Source records:

(begin)

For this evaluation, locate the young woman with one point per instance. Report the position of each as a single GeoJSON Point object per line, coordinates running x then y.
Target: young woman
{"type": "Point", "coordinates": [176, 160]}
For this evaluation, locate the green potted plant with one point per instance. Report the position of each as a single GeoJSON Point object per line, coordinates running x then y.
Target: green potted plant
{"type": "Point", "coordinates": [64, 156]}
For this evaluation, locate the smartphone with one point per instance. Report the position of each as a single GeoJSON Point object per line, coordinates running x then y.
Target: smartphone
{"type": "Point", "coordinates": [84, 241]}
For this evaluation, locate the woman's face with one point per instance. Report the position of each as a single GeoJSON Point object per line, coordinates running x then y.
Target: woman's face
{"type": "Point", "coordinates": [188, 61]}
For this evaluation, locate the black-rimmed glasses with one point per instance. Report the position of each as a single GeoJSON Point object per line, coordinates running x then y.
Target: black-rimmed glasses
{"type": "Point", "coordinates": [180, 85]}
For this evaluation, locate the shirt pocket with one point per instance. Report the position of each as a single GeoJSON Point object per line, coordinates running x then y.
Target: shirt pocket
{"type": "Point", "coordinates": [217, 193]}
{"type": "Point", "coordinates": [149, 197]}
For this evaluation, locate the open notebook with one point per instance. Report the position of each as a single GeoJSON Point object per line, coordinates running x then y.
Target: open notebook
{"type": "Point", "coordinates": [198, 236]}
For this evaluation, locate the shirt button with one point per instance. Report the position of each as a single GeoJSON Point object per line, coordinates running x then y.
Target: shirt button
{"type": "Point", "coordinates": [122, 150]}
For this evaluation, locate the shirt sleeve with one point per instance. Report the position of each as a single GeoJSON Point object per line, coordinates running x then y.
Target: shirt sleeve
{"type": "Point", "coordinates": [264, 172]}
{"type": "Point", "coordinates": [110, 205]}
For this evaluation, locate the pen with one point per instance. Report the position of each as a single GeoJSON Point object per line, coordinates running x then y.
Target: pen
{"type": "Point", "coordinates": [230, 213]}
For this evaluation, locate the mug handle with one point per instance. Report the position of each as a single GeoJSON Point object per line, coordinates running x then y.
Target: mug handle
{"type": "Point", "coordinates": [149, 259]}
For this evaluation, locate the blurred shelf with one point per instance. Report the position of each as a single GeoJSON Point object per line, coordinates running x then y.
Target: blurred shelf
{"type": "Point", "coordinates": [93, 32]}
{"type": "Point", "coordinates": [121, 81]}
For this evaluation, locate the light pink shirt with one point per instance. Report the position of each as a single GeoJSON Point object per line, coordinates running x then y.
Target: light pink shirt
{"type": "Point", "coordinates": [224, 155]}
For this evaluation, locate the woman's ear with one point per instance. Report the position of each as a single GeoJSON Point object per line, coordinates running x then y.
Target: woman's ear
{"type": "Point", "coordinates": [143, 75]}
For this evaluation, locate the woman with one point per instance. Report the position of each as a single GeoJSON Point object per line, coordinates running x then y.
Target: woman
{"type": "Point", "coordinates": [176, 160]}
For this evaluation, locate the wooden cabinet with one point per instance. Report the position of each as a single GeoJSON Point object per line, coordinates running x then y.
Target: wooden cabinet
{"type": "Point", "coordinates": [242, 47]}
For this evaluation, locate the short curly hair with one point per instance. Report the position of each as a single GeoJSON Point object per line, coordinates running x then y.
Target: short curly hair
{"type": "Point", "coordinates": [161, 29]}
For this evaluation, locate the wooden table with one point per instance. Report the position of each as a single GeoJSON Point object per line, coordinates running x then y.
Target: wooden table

(end)

▶ _Work to do_:
Write out every line of the records exactly.

▶ _Result for this task_:
For this evaluation, locate the young woman with one point per instance. Report the position of each as a single GeoJSON Point object per line, coordinates running x then y.
Target: young woman
{"type": "Point", "coordinates": [176, 160]}
For this evaluation, locate the green potted plant with one point per instance. Report the position of each as a single GeoJSON Point object per line, coordinates running x then y.
Target: green potted plant
{"type": "Point", "coordinates": [64, 156]}
For this evaluation, locate the smartphone with one point per instance. Report the position of each as a single GeoJSON Point object per line, coordinates running x then y.
Target: smartphone
{"type": "Point", "coordinates": [84, 241]}
For this evaluation, locate the woman's face with one point per instance. Report the position of each as a single GeoJSON Point object per line, coordinates running x then y.
Target: woman's face
{"type": "Point", "coordinates": [188, 61]}
For this evaluation, locate the black-rimmed glasses with one point per instance. Report the position of each as a single GeoJSON Point object per line, coordinates running x then y.
Target: black-rimmed glasses
{"type": "Point", "coordinates": [180, 85]}
For this evaluation, locate the shirt pocket with one point per instance. Report the position of each as a single GeoJSON Point object per line, coordinates running x then y.
Target: shirt pocket
{"type": "Point", "coordinates": [217, 193]}
{"type": "Point", "coordinates": [149, 197]}
For this evaluation, locate the open notebook with one point per instance. Report the position of each as a single GeoJSON Point object per line, coordinates running x then y.
Target: open notebook
{"type": "Point", "coordinates": [198, 236]}
For this evaluation, locate the shirt button with one point per instance. Report the position of each as a single GeoJSON Point object per line, coordinates running x then y.
Target: shirt button
{"type": "Point", "coordinates": [122, 150]}
For this evaluation, locate the shirt sleeve with one point per instance. Report the position of each as a single GeoJSON Point object per line, coordinates running x then y.
Target: shirt sleeve
{"type": "Point", "coordinates": [264, 172]}
{"type": "Point", "coordinates": [110, 205]}
For this evaluation, locate the pen with one point per instance. Report the position of each as a single GeoJSON Point object per line, coordinates running x then y.
Target: pen
{"type": "Point", "coordinates": [230, 213]}
For this evaluation, locate the mug handle with one point per instance. Report the position of each as a single GeoJSON Point object per line, coordinates running x then y.
Target: mug handle
{"type": "Point", "coordinates": [149, 259]}
For this evaluation, locate the blurred shelf with one point per instance. Report the position of each as a single GeoJSON Point object per line, coordinates running x then y.
Target: blurred shelf
{"type": "Point", "coordinates": [93, 32]}
{"type": "Point", "coordinates": [121, 81]}
For this evaluation, locate the light pink shirt with one point per instance. Report the position of each as a single GeoJSON Point object per line, coordinates running x then y.
Target: light pink shirt
{"type": "Point", "coordinates": [224, 155]}
For this evaluation, locate the woman's ear with one point per instance. Report the position of each as a single GeoJSON Point object per line, coordinates running x then y.
Target: woman's ear
{"type": "Point", "coordinates": [143, 75]}
For this evaluation, locate the woman with one point per instance. Report the position of each as a single GeoJSON Point object per line, coordinates running x then y.
Target: woman
{"type": "Point", "coordinates": [176, 160]}
For this evaluation, locate the wooden cabinet with one point per instance. Report the position of each as a single GeoJSON Point object per line, coordinates running x then y.
Target: wooden cabinet
{"type": "Point", "coordinates": [242, 47]}
For this evaluation, locate the short curly hair with one point per instance. Report the position of each as a single GeoJSON Point object per line, coordinates running x then y.
Target: short curly hair
{"type": "Point", "coordinates": [161, 29]}
For this evaluation, locate the wooden table with one point per instance. Report the position of each as a single GeoJSON Point object per line, coordinates running x then y.
Target: wooden table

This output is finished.